### Excerpt

Tuesday, August 23, 2011

My family insists on court marriage

By Auntie Agatha, gataedo@yahoo.com, agatha.edo@gmail.com, Tel: 08054500626

Dear Agatha,
I have been in a relationship for five years and very much in love with the man in my life. We have a very good relationship. We are close and he is very supportive.
Because he had been married before and has children, it took a while for my family members to give their blessings to the union. His ex has since remarried and lives outside the country. We finally performed our introduction ceremony last year. My people want him to take me to Registry but he says it is not for my family to lord it on him and that the decision to marry is between the two of us.
He is only prepared to go through the native law and custom ceremony and after that go to church for blessing but my family members are scared of me doing native law and custom and then going to church later.
They are of the opinion that he won’t do the church wedding. I finally prevailed on my people to let sleeping dogs lie. But I do not understand what is going on anymore. I’ve told him to come and see my dad so we can fix a date and move on, but he seems to
be in no hurry again, he hardly visits nor has time for me. He sometimes does not call and yet claims there is no problem that I am the one wasting time. He says we should have been living together by now but allowed my family to ridicule him and his family members by giving them ultimatum to go to court within two weeks of our introduction. He is also very angry that none of my family members saw him and his family off when they were leaving our house.
He has changed; each day he says he is coming to see my daddy but won’t come. I am so confused and wondering where to start from at 40. I close late from work and hardly have the avenue to socialise, people at my place of work even think I am married.
What do I do now as he keeps saying as far as he is concerned we are married and there is no problem? Yet time is going and I am tired of being single. I truly have been so attached to him and I haven’t met another person that I like. Please help.

######

## Things to do:
• 1. For each statement, say whether it agrees with the letter, answering yes or no and quoting the letter's deciding words exactly. (a) The writer has been in the relationship for five years. (b) The man's ex-wife lives in the same country. (c) The introduction ceremony took place last year.
• 2. Pull out every line of the entries that contains the string "street", matching case.
The letter and the entries that follow are unrelated to each other.

### Exercise input

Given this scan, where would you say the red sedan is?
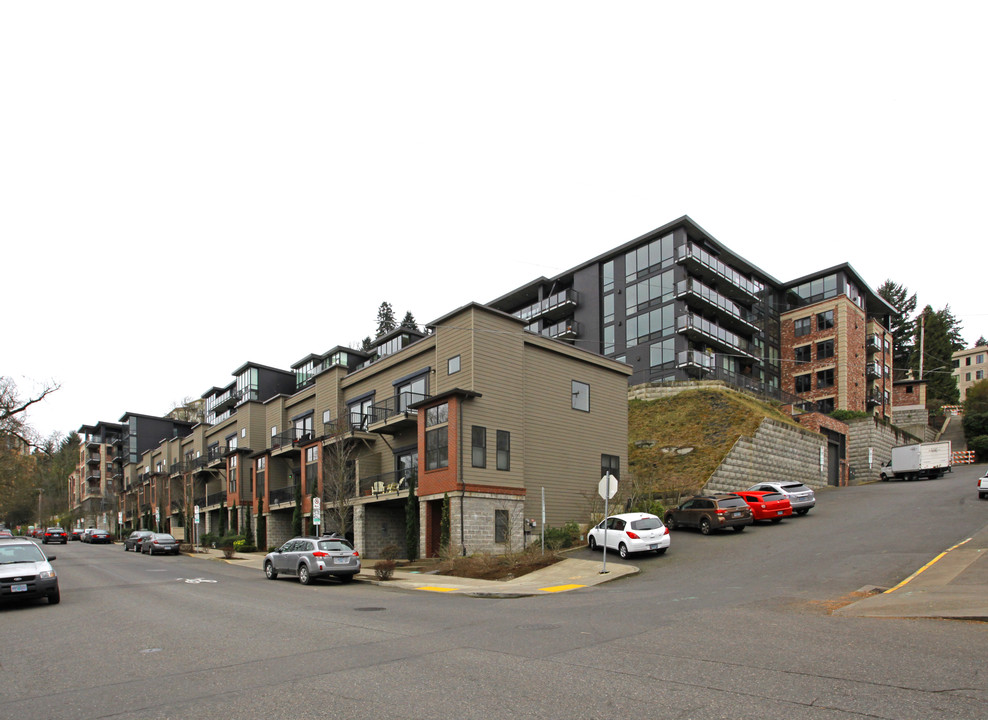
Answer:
[738,490,792,522]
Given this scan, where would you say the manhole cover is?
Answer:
[518,624,559,630]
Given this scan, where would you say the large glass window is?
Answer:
[497,430,511,470]
[470,425,487,467]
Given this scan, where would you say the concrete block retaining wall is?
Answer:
[704,418,827,493]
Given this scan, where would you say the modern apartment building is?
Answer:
[490,217,895,415]
[108,304,630,556]
[950,345,988,402]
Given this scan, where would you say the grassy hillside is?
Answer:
[628,388,796,497]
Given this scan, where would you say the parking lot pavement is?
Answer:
[192,548,639,598]
[835,527,988,621]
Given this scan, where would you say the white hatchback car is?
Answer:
[587,513,670,558]
[748,482,816,515]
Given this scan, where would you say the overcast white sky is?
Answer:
[0,0,988,434]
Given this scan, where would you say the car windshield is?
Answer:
[319,540,353,552]
[717,497,747,507]
[631,518,662,530]
[0,545,45,565]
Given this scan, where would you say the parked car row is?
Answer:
[124,530,179,555]
[587,482,816,558]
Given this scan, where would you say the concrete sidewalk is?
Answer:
[834,527,988,621]
[190,548,639,598]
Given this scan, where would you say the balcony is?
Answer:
[268,485,295,507]
[676,278,758,334]
[676,243,763,302]
[514,290,580,320]
[539,318,580,340]
[358,392,430,434]
[355,470,418,498]
[676,350,717,377]
[676,313,755,359]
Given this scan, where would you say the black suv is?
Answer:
[664,493,753,535]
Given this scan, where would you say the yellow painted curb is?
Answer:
[539,585,586,592]
[882,538,971,595]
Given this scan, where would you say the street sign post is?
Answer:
[597,473,617,575]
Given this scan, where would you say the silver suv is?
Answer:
[264,535,360,585]
[0,537,61,605]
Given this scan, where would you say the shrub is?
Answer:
[381,543,401,560]
[374,560,397,580]
[545,522,580,550]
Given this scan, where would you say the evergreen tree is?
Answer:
[910,305,964,411]
[377,300,398,337]
[878,280,916,379]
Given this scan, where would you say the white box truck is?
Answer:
[882,440,950,480]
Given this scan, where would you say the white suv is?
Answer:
[748,482,816,515]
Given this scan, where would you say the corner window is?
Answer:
[494,510,509,543]
[497,430,511,470]
[572,380,590,412]
[470,425,487,467]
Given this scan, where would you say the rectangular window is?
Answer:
[497,430,511,470]
[600,455,621,480]
[494,510,508,543]
[470,425,487,467]
[425,425,449,470]
[571,380,590,412]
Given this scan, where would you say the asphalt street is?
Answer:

######

## Complete answers:
• 1.
(a) Yes: "I have been in a relationship for five years"
(b) No: "His ex has since remarried and lives outside the country."
(c) Yes: "We finally performed our introduction ceremony last year."

• 2.
Given this scan, where would you say the street sign post is?
Given this scan, where would you say the asphalt street is?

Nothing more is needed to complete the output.